Tuesday, March 15, 2016

Reading The Deverry Cycle: Act One: Deverry

Welcome to the first installment in a series of four essays focused on Katharine Kerr's Deverry Cycle. This is similar to the work I'm doing on Kurtz's Deryni novels, except this is my first time reading / experiencing Deverry rather than revisiting my old Deryni friends. To be completely upfront and honest about this, we shouldn't expect to see the Act Two essay until this time next year at the earliest. It's possible, but doubtful that I'll have read the four books of the Westlands Saga by then. It should also be noted that because I'm talking about and around the first four Deverry novels together, I will mention how events from the first book resolve in the fourth.




"It was all a very long time ago," Jill said.
"It was."
"And how many lives have I lived since then?"
"So - you know the truth, do you?"
"I do." Jill turned from the fire to face him. "How many lives has it been?"

**Dataset excerpts:**
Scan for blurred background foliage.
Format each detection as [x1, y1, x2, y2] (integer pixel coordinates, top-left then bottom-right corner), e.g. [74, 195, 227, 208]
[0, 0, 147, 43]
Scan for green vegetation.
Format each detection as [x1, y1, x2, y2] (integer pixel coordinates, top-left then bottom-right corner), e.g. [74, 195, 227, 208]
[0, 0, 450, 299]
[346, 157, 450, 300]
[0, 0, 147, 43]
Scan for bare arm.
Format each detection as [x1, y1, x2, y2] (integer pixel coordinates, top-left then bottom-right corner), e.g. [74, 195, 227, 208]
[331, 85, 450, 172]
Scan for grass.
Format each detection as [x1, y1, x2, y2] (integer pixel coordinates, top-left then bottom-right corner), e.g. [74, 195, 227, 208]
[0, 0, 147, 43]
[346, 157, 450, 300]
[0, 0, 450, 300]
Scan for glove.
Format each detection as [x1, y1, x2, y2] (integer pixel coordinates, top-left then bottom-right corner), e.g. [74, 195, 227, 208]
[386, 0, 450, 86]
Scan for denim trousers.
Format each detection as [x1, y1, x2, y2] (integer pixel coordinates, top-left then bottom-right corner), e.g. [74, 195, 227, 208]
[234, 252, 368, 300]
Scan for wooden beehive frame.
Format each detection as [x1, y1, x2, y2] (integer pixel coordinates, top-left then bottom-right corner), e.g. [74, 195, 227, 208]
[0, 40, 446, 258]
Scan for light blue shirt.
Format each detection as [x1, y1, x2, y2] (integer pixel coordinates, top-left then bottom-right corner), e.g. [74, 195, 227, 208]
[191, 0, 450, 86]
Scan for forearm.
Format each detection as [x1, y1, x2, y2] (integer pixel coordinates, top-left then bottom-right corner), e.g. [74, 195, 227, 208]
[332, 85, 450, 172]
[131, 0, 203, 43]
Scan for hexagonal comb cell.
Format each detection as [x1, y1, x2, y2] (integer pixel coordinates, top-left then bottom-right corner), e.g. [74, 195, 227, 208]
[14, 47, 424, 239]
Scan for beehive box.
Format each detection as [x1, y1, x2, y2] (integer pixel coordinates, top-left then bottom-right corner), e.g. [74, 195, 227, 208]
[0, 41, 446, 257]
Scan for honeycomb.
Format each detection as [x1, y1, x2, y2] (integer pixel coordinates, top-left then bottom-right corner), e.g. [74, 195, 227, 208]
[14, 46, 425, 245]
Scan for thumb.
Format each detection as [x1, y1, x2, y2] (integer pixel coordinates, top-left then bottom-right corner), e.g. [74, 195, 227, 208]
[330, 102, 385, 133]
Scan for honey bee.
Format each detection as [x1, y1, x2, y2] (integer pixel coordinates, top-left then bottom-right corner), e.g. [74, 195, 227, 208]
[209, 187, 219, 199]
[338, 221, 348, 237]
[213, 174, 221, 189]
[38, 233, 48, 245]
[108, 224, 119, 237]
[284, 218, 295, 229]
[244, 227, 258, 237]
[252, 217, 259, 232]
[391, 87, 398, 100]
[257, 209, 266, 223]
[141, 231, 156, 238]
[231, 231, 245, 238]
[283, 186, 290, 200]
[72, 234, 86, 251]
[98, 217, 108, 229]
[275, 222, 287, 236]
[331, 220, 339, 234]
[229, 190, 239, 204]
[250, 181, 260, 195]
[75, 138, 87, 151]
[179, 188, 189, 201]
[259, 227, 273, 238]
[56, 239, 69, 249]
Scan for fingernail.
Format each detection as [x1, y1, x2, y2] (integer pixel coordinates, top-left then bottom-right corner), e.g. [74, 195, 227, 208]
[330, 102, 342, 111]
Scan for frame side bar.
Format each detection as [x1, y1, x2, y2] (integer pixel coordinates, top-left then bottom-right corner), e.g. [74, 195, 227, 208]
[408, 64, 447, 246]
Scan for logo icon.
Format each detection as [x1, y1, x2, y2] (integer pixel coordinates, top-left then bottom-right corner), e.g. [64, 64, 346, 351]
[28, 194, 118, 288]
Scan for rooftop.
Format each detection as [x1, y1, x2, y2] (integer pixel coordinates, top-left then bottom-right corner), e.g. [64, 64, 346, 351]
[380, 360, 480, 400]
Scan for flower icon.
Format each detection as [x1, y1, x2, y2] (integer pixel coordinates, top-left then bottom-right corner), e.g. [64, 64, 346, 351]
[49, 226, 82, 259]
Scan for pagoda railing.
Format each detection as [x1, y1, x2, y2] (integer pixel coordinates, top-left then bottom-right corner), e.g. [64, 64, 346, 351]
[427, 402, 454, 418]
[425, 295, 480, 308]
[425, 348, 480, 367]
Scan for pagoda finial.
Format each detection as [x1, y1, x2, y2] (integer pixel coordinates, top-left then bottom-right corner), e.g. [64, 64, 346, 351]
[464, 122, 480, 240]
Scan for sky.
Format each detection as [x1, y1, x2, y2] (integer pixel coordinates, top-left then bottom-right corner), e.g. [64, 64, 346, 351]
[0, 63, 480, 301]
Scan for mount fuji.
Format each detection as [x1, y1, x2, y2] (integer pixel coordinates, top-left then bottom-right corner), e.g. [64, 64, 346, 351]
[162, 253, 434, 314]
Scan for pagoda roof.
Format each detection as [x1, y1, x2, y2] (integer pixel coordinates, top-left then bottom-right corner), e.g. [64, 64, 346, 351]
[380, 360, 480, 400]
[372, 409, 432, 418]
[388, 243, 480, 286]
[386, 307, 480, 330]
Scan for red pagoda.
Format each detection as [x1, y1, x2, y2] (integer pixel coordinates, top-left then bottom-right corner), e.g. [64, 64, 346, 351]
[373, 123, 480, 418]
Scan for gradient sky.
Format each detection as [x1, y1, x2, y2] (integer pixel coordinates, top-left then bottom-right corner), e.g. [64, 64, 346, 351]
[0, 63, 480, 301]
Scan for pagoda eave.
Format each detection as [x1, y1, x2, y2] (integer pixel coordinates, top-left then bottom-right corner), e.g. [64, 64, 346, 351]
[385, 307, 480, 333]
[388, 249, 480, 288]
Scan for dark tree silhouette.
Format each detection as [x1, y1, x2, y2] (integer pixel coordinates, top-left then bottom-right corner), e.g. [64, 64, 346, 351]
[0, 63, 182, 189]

**Given problem 1:** How would you render this sentence from the essay on the Deverry Cycle in Spanish: "Welcome to the first installment in a series of four essays focused on Katharine Kerr's Deverry Cycle."
**Given problem 2:** Which book series are named in the essay on the Deverry Cycle?
**Given problem 3:** Pick up the essay on the Deverry Cycle from where it stops and continue it.

**Response 1:** Bienvenidos a la primera entrega de una serie de cuatro ensayos centrados en el Ciclo de Deverry de Katharine Kerr.

**Response 2:**
- the Deverry Cycle
- the Deryni novels
- the Westlands Saga

**Response 3:**
"In time you'll remember them all. Let's just say that it was too many, and too many years all told."
-The Dragon Revenant

To greatly simplify a powerfully complicated series of relationships and events, the inciting incident of Katharine Kerr's novel Daggerspell is this: Galrion (a prince) is betrothed to Brangwen. He loves her and she loves him. The only problem that Galrion sees is that what he really wants to do in life is study dwoemer (let's call it magic, shall we?). Dwoemer is his destiny, so even though Brangwen dearly loves Galrion (and has some potential for learning the dwoemer herself), Galrion chooses the dwoemer over Brangwen and is exiled by the King (also, his father).

But, before he leaves for exile, Galrion sets things up so that Brangwen can marry his best friend, Blaen. Blaen also loves Brangwen, who is now depressed and mourning Galrion. While Blaen struggles to convince Brangwen to love him, Brangwen's brother, Gerraent is trying to get his sister into bed with him and eventually succeeds. More depression and suicidal discussion is overwhelming Brangwen.

Gerraent, it should be noted hates Galrion, but is also friends with Blaen. It's a complicated small town circle of friendship and obsession.  This is some dark and gloomy stuff, but it matters because what happens here sets up four hundred years of character and soul development for the rest of the series (or, at the very least, for the first four books).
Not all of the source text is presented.